Each line below from the one containing "112L94 87L75 180L142" through the one containing "Mark the region" should be output exactly as it stands, and no other line should appear.

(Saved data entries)
╔══

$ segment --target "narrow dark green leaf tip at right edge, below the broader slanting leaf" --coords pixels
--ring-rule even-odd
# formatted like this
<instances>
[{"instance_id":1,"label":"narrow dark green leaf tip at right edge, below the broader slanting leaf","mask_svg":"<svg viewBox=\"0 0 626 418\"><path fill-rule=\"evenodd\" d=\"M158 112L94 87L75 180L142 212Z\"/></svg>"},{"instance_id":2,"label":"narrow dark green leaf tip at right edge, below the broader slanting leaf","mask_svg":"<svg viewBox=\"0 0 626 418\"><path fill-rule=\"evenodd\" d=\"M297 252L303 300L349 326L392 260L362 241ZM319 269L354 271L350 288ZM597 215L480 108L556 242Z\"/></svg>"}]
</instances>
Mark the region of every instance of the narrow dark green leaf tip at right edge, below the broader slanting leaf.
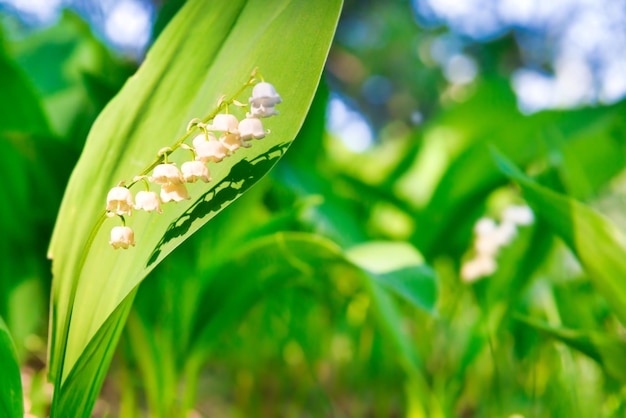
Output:
<instances>
[{"instance_id":1,"label":"narrow dark green leaf tip at right edge, below the broader slanting leaf","mask_svg":"<svg viewBox=\"0 0 626 418\"><path fill-rule=\"evenodd\" d=\"M602 365L607 374L626 382L626 341L593 331L555 328L533 318L518 319L591 357Z\"/></svg>"}]
</instances>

╚══

- _RESPONSE TO THE EXERCISE_
[{"instance_id":1,"label":"narrow dark green leaf tip at right edge, below the broader slanting leaf","mask_svg":"<svg viewBox=\"0 0 626 418\"><path fill-rule=\"evenodd\" d=\"M158 112L94 87L75 180L142 212Z\"/></svg>"},{"instance_id":2,"label":"narrow dark green leaf tip at right edge, below the broader slanting leaf","mask_svg":"<svg viewBox=\"0 0 626 418\"><path fill-rule=\"evenodd\" d=\"M297 252L303 300L349 326L392 260L362 241ZM319 269L354 271L350 288ZM597 215L480 108L556 242Z\"/></svg>"}]
</instances>
Mark the region of every instance of the narrow dark green leaf tip at right edge, below the broader slanting leaf.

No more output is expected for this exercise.